Task requirements:
Print the lines below verbatim, starting at the line that contains "for the orange" and ending after the line that contains "0 223 78 278".

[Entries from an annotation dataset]
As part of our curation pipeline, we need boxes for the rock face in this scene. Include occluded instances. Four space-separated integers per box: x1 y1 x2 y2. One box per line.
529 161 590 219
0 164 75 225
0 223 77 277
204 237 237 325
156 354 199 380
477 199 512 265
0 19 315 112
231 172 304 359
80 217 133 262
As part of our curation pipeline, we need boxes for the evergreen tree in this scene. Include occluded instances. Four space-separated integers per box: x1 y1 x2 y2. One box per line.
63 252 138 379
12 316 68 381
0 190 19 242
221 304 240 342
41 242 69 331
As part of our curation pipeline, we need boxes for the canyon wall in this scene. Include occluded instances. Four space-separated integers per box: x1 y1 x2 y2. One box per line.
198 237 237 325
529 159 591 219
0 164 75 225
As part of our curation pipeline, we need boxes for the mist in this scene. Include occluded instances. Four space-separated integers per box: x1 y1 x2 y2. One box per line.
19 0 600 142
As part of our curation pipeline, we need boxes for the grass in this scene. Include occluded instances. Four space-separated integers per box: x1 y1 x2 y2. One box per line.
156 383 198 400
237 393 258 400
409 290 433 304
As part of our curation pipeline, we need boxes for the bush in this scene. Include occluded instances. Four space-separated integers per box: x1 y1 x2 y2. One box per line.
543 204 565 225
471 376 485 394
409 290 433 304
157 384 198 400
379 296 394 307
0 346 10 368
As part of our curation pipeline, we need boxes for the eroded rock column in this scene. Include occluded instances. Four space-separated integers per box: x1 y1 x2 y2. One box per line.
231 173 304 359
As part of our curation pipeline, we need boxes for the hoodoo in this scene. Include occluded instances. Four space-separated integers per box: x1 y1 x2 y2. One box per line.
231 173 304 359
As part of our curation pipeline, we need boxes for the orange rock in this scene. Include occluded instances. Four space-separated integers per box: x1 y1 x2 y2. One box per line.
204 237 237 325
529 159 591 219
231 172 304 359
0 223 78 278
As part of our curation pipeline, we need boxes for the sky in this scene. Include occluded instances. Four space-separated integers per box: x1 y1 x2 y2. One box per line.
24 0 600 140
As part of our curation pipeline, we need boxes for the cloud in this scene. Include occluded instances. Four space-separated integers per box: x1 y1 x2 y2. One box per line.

Written response:
As part of our curation pipeline, we need boxes for the orange rock in this scene. Include occluded instances. Four space-separated integers per box: x1 y1 x2 y2. One box per line.
204 237 237 325
529 159 591 219
231 172 304 359
0 223 78 278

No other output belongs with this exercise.